▸ **Required work**:
A faithful, complete transcription of the listing is required.
•••••
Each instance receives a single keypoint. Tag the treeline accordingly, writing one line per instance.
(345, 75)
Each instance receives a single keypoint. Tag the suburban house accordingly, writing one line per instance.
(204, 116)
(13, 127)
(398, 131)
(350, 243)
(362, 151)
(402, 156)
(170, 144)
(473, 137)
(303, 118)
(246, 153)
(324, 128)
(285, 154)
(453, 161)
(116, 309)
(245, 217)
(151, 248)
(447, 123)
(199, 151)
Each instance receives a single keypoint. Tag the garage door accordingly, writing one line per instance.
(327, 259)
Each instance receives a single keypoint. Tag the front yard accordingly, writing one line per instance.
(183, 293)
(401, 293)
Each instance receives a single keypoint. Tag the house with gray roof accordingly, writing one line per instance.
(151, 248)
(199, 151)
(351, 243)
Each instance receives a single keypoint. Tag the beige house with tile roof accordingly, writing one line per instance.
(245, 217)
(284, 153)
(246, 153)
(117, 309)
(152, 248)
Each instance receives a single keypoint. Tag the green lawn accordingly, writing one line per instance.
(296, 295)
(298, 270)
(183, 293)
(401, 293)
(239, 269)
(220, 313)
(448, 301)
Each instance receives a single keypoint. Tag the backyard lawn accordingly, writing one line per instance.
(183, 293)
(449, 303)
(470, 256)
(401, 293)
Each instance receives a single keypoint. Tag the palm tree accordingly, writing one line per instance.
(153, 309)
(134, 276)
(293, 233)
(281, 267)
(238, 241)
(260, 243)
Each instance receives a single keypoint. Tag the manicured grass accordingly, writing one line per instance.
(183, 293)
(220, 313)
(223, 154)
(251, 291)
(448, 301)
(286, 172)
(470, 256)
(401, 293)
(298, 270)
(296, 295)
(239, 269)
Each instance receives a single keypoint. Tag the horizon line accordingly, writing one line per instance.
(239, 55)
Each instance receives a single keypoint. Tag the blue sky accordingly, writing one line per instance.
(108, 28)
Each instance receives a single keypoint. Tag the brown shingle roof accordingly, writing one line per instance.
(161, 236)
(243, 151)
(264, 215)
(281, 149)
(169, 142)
•••••
▸ **Answer for the task**:
Each instance receives a single keypoint. Tag the treeline accordingly, writing one line per instance.
(345, 75)
Each instance receives a single keypoint. Tag the suburban house accordingly, writing one line per instance.
(204, 116)
(13, 127)
(398, 131)
(350, 243)
(362, 151)
(402, 156)
(170, 144)
(473, 137)
(303, 118)
(246, 153)
(324, 128)
(285, 154)
(453, 161)
(116, 309)
(245, 217)
(151, 248)
(447, 123)
(199, 151)
Each instance receives a single keypoint. Tag the garage door accordingly, writing one line per instance.
(327, 259)
Each instance receives a single keypoint. Tag the front yard accordingly, writing one line per instance.
(183, 293)
(401, 293)
Each instance receives a single keypoint. Tag the house with gray roof accordingly, writing one line per instance.
(151, 248)
(199, 151)
(351, 243)
Each instance receives a single keypoint. Tag the beige house with tile roof accordingly, writing one line per instance.
(245, 217)
(284, 153)
(246, 153)
(117, 309)
(152, 248)
Each instance receives a single keypoint. Tag the green lawn accordingly, writing one line per instance.
(296, 295)
(298, 270)
(183, 293)
(401, 293)
(239, 269)
(220, 313)
(448, 301)
Each instance receives a single keypoint. Tag the backyard lawn accordingly, writing one line per instance.
(183, 293)
(449, 303)
(470, 256)
(401, 293)
Each instance receives a single keypoint. Tag the palm tree accordingly, writing one line per instance.
(153, 309)
(134, 276)
(293, 233)
(281, 267)
(238, 241)
(260, 243)
Each instance receives a single keypoint. Tag the manicured grass accordingly, writing one line per instance.
(183, 293)
(220, 313)
(223, 154)
(251, 291)
(448, 301)
(286, 172)
(470, 256)
(401, 293)
(298, 270)
(296, 295)
(239, 269)
Each instance receives a single keypoint. Tag the horizon line accordingly, writing one line per instance.
(239, 55)
Each instance receives a single keypoint. Tag the blue sky accordingly, writing one line per instance.
(108, 28)
Each instance receives a single keypoint. Tag the brown shingle roof accordingly, writing one line per instance.
(161, 236)
(243, 151)
(264, 215)
(281, 149)
(169, 142)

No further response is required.